Your goal
Retype only what runs from the line that contains "Note: annotate every instance of the spectator wearing" through the last line of the listing below, both lines included.

....

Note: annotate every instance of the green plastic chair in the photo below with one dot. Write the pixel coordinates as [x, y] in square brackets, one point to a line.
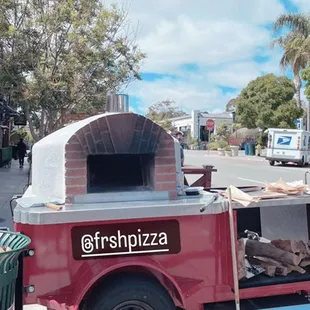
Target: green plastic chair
[9, 265]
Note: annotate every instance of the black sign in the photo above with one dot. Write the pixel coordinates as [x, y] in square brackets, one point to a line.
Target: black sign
[126, 239]
[20, 120]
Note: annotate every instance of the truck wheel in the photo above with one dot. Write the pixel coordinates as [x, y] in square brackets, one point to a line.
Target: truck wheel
[132, 293]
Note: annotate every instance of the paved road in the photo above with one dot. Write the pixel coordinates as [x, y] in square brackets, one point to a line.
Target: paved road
[241, 171]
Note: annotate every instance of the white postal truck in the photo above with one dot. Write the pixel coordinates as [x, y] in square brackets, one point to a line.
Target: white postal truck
[288, 146]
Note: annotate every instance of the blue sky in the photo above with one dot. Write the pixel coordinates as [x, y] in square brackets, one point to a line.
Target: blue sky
[202, 55]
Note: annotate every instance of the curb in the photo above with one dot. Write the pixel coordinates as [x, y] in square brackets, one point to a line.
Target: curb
[254, 158]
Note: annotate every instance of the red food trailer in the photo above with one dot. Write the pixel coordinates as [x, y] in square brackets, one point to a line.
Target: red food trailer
[125, 238]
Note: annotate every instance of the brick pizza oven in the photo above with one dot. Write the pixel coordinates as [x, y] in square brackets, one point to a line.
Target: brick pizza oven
[107, 153]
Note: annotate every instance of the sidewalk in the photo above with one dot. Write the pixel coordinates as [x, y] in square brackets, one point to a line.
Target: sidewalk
[12, 181]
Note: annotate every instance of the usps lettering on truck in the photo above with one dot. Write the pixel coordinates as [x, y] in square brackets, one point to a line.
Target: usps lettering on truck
[123, 239]
[284, 140]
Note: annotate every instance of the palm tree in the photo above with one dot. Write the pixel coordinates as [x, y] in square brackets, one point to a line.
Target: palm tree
[296, 45]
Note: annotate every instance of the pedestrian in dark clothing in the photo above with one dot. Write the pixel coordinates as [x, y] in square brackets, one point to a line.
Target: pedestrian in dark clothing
[21, 151]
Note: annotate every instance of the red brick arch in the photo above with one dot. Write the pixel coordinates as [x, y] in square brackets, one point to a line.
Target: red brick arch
[124, 133]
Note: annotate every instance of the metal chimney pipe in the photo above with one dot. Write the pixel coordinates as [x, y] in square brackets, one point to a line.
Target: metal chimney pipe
[117, 103]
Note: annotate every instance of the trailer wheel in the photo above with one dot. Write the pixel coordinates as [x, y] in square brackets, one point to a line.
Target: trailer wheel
[131, 293]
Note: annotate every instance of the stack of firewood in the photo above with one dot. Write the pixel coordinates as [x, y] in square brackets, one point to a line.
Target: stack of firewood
[278, 257]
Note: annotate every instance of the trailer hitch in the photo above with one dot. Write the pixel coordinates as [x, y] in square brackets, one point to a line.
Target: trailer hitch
[214, 198]
[252, 235]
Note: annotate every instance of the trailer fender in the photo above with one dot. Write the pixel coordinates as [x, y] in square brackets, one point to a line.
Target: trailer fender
[155, 272]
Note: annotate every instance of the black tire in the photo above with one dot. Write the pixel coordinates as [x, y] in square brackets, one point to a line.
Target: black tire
[131, 292]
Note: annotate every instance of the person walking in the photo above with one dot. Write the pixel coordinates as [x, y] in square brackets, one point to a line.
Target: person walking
[179, 136]
[21, 151]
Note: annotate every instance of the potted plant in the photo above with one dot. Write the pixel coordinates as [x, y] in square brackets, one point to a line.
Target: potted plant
[228, 151]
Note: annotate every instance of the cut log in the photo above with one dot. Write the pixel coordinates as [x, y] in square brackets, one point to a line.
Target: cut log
[280, 269]
[256, 248]
[305, 262]
[241, 259]
[270, 270]
[290, 246]
[269, 261]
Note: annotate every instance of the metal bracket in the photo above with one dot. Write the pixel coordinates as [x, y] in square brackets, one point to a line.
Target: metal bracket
[252, 235]
[214, 198]
[11, 202]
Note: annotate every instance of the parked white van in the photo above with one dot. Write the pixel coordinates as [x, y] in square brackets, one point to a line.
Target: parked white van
[288, 145]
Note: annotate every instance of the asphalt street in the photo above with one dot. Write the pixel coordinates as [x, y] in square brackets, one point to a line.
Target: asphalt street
[242, 170]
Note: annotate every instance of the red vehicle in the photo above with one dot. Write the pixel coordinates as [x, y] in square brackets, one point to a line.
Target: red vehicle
[125, 239]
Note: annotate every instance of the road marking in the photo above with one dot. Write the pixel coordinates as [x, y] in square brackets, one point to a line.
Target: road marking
[252, 181]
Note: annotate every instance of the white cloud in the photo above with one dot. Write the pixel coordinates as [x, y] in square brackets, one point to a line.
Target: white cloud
[221, 37]
[302, 5]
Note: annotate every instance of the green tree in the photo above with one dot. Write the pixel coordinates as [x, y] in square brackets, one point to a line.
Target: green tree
[305, 74]
[295, 44]
[162, 111]
[231, 105]
[63, 56]
[268, 102]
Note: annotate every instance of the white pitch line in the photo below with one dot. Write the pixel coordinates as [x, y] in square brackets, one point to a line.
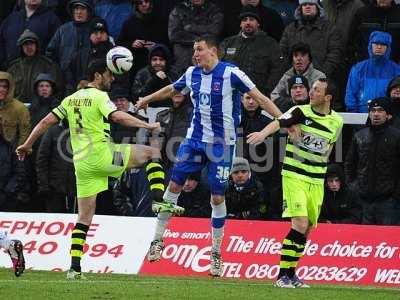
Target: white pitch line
[163, 281]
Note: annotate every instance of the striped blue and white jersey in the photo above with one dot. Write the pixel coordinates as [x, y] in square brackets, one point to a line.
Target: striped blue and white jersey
[216, 101]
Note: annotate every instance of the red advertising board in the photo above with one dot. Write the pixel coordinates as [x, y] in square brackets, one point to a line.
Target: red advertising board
[342, 254]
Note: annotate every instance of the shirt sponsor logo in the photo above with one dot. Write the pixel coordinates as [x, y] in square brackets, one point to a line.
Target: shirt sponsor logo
[216, 87]
[314, 143]
[204, 99]
[230, 51]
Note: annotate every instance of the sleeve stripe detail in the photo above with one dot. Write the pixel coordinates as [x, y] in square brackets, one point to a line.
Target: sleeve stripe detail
[59, 119]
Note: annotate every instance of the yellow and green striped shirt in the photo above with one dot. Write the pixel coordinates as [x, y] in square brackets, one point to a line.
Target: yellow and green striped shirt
[307, 159]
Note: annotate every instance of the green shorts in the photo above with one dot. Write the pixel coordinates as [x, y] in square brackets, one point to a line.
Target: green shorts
[302, 199]
[105, 160]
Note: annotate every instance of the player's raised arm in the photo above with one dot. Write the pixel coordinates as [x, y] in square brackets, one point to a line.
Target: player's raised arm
[39, 129]
[259, 136]
[291, 118]
[265, 103]
[164, 93]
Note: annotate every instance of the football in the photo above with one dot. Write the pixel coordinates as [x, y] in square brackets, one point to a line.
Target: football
[119, 60]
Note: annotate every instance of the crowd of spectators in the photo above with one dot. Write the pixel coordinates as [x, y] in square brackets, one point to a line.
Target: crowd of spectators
[284, 46]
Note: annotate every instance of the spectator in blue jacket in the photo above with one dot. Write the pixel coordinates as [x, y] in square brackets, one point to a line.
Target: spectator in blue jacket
[33, 16]
[115, 13]
[369, 78]
[285, 8]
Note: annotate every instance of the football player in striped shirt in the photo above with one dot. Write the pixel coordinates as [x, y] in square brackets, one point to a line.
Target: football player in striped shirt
[215, 89]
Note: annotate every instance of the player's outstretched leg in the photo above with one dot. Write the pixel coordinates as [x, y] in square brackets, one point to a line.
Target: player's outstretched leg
[171, 196]
[217, 222]
[15, 250]
[149, 157]
[78, 239]
[292, 249]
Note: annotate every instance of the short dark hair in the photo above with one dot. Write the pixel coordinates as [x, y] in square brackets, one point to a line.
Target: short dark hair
[330, 87]
[209, 40]
[96, 66]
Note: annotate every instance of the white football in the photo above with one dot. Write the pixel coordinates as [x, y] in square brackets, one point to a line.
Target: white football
[119, 60]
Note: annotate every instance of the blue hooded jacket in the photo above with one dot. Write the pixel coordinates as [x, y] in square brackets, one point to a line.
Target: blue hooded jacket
[369, 79]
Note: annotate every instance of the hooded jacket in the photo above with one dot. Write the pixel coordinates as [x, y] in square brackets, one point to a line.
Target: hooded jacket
[43, 21]
[146, 81]
[69, 38]
[259, 56]
[324, 39]
[341, 13]
[342, 206]
[14, 116]
[372, 18]
[25, 70]
[282, 90]
[369, 79]
[244, 201]
[41, 106]
[395, 102]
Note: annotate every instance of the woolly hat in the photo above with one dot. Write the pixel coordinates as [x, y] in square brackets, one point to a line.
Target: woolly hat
[298, 79]
[250, 11]
[316, 2]
[383, 102]
[240, 164]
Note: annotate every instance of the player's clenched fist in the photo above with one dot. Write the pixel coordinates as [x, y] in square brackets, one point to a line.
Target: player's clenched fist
[22, 151]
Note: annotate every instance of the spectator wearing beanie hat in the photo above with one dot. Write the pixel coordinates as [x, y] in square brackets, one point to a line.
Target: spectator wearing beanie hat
[393, 92]
[100, 44]
[155, 75]
[369, 79]
[298, 88]
[372, 166]
[301, 60]
[29, 65]
[323, 38]
[254, 52]
[72, 40]
[269, 19]
[244, 193]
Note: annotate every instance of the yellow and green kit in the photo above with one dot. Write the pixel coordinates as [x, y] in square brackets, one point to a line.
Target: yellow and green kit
[95, 156]
[305, 163]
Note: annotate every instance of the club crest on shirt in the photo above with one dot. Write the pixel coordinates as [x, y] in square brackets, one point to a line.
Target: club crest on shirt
[216, 86]
[204, 99]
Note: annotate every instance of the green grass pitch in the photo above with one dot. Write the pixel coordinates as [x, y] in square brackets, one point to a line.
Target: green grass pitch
[53, 285]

....

Exercise response
Note: annotate every instance of the spectator wearing beanie hat in the photo above with one dot. Write the pixel coordinates as [x, y] in square brackets, one point to a line.
Target: spectator wearing beanie hat
[393, 92]
[100, 44]
[155, 75]
[369, 79]
[298, 88]
[372, 166]
[301, 60]
[29, 65]
[323, 38]
[254, 52]
[72, 40]
[269, 19]
[244, 193]
Note: annotate every instance of the yellow and green kit in the photo above with one dot. Write the pixel coordinates as [x, y] in square brackets, one point to a line.
Target: yellow and green kit
[95, 156]
[305, 163]
Note: annotate every instance of the club crest on shirt in the photo above with one dot. Write the pixel coordinates as [x, y] in square brackets, one point to a line.
Target: club crest on shirt
[216, 86]
[204, 99]
Note: annotate every instance of the green grass pitch in the photo above with one dot. Write the pixel coordinates as [x, y] in square brackets, one point to a line.
Target: green grass pitch
[53, 285]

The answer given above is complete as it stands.